■ **Exercise requirements**: Check each line of the material, and show the ones that include the word "head".

******************************

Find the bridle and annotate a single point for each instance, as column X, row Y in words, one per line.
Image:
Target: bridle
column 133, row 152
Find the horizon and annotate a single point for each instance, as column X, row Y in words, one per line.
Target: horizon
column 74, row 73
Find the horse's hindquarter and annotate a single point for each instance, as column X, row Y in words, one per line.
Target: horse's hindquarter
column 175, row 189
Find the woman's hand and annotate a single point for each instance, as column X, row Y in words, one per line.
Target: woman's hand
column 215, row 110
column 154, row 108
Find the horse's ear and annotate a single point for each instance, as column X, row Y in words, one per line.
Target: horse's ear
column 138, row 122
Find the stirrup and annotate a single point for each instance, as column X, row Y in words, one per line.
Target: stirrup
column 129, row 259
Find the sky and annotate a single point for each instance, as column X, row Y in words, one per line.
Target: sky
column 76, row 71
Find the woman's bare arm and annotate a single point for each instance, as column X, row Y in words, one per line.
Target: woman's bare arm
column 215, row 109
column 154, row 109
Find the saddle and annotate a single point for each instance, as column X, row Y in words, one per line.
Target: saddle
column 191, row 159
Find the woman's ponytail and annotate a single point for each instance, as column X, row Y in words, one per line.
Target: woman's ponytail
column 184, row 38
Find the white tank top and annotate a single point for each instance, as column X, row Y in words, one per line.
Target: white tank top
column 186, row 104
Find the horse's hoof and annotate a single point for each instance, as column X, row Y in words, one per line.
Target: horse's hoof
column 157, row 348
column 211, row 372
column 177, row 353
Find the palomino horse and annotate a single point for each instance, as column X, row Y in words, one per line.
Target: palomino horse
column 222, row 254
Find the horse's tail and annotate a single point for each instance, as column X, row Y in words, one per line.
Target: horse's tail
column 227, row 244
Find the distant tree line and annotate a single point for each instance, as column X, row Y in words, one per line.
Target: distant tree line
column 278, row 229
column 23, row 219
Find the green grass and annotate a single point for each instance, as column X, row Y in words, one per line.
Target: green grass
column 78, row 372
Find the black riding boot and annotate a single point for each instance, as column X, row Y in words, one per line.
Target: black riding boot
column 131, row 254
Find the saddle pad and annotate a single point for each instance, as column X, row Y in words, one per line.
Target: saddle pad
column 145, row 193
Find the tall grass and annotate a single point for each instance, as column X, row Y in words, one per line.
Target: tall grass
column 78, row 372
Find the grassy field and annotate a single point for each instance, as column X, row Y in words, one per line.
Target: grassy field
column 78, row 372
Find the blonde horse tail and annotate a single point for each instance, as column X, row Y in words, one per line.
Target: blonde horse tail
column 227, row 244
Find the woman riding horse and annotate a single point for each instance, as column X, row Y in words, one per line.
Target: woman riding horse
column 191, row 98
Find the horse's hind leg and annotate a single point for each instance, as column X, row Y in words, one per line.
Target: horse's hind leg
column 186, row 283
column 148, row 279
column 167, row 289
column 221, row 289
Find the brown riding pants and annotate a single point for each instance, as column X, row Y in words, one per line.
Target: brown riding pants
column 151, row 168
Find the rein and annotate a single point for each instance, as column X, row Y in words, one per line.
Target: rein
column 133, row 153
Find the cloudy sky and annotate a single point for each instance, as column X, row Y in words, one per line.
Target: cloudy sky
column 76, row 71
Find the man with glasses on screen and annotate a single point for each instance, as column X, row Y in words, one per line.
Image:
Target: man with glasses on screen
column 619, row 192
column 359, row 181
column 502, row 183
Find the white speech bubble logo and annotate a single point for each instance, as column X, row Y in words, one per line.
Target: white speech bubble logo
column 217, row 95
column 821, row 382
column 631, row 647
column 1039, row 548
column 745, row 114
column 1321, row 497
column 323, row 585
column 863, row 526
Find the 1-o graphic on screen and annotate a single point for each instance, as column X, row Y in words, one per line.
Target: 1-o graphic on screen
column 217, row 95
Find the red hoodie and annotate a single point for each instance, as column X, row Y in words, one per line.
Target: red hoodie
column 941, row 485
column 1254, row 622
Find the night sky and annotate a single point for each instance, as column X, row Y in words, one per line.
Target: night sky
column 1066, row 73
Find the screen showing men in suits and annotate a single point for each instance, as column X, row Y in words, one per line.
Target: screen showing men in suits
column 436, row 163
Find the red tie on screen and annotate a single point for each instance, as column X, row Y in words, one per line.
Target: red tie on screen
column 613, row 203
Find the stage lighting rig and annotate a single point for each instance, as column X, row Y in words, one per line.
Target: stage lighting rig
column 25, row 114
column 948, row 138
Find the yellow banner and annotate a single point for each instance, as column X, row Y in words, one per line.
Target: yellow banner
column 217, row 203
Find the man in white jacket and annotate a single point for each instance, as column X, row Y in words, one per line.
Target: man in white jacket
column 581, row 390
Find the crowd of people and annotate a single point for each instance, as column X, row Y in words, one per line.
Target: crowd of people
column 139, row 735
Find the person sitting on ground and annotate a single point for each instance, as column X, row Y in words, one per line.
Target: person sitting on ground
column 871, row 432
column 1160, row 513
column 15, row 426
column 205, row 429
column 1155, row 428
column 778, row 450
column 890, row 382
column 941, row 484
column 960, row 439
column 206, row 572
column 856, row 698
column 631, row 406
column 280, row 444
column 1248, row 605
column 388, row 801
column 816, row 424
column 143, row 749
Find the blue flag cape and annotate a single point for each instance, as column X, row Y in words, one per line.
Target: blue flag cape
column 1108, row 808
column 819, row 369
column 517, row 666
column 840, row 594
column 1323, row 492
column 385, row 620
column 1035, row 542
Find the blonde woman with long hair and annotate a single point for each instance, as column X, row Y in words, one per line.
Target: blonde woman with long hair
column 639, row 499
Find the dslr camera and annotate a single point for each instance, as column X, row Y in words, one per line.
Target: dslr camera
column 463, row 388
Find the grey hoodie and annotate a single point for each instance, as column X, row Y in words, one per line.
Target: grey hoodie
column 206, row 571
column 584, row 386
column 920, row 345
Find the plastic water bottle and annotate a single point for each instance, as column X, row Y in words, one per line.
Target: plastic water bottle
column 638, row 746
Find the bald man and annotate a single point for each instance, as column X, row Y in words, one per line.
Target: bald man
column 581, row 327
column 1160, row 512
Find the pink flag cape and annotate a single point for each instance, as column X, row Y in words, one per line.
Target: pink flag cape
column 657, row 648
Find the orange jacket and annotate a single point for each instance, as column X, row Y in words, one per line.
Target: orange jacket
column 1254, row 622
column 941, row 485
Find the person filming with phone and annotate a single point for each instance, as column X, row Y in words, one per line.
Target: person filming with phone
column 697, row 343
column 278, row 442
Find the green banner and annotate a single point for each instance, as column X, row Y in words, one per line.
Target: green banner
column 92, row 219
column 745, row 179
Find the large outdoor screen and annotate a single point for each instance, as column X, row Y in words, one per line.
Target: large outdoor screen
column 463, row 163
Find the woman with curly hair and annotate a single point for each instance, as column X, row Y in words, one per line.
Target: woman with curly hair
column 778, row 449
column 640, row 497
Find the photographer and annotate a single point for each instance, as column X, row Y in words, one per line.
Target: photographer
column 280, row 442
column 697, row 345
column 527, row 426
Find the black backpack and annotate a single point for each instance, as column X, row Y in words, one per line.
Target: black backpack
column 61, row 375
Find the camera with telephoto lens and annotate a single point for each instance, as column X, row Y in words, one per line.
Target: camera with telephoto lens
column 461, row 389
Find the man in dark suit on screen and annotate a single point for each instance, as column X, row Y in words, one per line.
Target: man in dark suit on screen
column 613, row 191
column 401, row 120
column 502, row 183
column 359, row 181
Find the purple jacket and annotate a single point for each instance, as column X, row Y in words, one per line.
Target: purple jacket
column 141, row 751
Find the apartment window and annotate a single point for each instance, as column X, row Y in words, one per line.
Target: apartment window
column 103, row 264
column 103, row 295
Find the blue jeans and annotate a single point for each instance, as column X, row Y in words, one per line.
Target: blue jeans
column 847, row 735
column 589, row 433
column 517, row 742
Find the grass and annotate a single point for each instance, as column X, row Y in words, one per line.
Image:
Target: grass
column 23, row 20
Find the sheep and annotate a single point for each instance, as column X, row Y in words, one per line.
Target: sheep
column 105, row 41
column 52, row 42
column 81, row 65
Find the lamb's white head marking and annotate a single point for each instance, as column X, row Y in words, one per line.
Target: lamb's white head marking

******************************

■ **Answer to the exercise**:
Find the lamb's white head marking and annotate a single point for each instance, as column X, row Y in words, one per line.
Target: lamb's white head marking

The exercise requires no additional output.